*Records provided*.

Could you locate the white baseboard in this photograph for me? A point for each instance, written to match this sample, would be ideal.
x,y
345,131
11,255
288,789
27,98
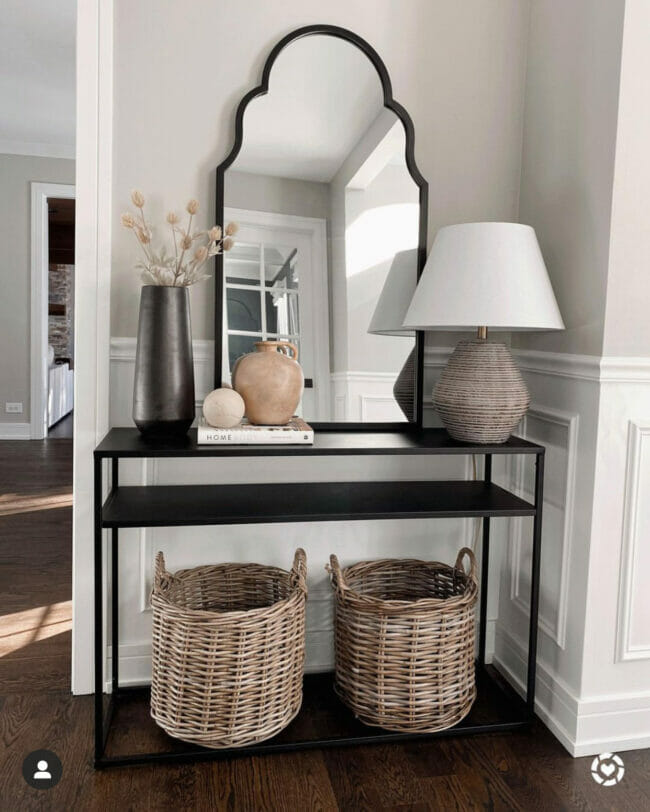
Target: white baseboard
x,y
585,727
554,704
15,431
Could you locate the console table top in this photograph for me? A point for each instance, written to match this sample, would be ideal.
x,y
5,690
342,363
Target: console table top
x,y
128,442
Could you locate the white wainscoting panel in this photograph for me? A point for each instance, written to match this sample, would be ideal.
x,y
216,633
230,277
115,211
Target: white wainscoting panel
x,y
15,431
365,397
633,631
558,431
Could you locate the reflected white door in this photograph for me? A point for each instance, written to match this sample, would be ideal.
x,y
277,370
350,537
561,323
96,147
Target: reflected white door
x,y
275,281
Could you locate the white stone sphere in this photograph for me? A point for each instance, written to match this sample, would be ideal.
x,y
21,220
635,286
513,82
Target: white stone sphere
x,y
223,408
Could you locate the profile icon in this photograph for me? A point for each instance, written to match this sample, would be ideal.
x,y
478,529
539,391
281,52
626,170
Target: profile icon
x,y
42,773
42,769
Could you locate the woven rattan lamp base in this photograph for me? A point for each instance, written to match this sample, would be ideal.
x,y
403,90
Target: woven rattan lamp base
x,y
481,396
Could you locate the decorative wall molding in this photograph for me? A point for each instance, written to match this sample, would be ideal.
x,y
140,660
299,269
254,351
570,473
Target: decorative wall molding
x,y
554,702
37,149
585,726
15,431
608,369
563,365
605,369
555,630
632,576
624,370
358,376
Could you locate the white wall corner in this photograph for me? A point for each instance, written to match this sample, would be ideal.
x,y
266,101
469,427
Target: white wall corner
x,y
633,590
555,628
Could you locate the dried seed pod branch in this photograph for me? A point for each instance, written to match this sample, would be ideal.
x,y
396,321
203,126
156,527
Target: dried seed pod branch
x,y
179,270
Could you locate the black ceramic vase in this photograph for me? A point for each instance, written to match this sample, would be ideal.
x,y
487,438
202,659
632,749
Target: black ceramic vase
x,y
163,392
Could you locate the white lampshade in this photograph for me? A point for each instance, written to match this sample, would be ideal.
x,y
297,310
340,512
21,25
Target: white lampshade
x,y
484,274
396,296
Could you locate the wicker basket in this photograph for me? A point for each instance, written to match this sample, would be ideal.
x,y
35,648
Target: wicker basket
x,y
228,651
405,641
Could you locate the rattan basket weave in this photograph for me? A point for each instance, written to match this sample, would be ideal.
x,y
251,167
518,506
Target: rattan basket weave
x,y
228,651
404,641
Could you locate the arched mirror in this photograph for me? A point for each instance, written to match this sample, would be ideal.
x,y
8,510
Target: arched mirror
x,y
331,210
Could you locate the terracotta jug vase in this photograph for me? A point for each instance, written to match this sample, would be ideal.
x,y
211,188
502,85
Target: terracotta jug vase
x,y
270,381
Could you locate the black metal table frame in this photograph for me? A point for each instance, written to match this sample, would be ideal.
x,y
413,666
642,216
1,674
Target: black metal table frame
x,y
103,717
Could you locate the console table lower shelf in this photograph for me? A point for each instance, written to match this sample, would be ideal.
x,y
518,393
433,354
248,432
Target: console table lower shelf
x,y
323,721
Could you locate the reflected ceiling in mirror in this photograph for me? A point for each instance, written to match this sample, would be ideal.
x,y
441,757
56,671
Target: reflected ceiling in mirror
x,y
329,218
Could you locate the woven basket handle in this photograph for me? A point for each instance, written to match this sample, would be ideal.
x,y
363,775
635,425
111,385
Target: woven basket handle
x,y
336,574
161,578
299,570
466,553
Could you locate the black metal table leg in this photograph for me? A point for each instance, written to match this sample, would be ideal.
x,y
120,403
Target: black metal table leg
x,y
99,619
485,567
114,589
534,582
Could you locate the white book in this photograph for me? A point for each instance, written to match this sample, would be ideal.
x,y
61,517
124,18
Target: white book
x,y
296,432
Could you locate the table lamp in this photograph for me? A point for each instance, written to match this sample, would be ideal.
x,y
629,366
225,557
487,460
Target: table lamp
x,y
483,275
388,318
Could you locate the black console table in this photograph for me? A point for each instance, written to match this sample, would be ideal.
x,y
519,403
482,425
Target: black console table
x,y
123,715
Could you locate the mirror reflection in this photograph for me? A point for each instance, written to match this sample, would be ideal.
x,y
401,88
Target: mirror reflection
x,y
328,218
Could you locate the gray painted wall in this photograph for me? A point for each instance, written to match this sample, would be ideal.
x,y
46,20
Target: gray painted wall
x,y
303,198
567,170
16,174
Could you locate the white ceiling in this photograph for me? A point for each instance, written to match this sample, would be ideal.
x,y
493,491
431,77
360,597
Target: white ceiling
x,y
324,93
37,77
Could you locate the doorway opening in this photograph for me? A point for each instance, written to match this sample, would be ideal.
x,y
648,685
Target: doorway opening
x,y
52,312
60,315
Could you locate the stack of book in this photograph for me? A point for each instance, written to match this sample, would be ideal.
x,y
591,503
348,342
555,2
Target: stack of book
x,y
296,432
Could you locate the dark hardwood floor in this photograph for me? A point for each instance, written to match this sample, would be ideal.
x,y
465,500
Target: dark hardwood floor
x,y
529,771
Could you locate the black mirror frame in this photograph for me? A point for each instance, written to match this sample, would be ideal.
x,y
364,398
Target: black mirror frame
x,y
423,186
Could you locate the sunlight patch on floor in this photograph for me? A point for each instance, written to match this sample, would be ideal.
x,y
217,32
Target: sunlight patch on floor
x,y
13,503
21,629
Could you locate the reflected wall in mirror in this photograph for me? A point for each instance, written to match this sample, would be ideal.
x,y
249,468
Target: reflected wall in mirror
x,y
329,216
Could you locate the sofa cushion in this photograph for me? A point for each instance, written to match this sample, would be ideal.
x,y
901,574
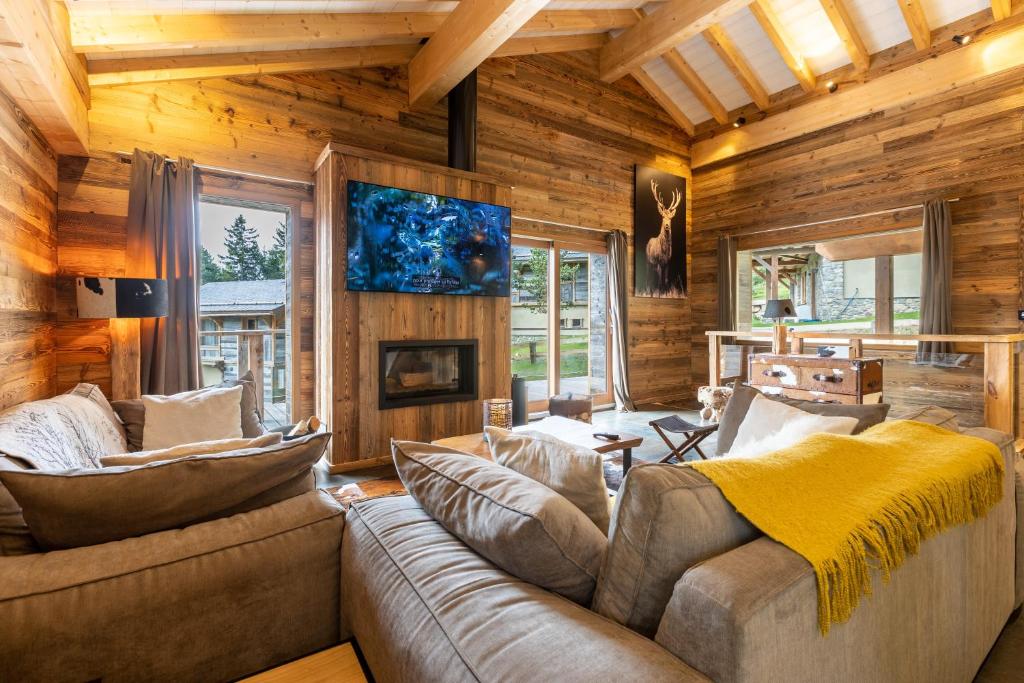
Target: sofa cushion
---
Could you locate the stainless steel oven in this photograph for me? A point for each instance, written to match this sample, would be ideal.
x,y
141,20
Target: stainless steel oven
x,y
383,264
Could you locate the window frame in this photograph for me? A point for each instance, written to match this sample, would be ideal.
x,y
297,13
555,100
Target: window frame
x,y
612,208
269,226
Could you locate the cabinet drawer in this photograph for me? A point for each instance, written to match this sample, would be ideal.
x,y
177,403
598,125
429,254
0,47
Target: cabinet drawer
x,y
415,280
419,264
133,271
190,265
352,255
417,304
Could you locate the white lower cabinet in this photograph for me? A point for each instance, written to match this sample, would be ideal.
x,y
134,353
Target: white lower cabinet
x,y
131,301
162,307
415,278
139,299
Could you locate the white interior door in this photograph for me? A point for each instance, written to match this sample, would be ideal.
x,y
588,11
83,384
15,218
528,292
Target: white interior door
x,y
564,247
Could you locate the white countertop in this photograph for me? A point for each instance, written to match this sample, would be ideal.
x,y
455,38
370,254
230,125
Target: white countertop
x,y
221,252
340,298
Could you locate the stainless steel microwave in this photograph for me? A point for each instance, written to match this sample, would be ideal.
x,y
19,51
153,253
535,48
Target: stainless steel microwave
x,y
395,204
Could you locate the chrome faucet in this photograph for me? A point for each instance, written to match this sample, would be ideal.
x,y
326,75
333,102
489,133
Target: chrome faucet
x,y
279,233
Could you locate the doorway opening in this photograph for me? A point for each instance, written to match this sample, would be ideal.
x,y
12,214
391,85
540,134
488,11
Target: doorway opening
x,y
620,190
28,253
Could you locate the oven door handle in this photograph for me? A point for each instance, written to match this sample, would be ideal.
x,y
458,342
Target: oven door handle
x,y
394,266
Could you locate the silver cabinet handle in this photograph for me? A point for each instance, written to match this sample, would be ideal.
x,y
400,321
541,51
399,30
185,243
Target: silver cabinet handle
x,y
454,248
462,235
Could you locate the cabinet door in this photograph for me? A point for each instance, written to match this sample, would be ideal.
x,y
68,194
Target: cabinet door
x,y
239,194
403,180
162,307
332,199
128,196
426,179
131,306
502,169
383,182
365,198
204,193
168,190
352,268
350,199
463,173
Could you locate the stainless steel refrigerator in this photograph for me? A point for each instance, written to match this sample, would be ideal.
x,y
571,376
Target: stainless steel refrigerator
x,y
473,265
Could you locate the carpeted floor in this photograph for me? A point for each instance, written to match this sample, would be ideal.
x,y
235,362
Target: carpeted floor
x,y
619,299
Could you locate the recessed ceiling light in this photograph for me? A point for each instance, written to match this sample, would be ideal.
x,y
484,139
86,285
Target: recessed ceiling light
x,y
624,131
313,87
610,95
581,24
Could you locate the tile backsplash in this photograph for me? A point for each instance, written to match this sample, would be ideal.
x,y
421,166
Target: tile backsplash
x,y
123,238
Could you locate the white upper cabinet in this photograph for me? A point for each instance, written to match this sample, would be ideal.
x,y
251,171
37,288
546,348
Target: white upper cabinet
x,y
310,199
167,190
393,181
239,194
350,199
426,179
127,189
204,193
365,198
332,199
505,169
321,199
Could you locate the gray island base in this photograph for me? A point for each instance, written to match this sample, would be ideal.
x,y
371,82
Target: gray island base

*Goal of the exercise*.
Scan the material for lines that hold the word "sofa", then say how many there are and nothing else.

*Solution*.
2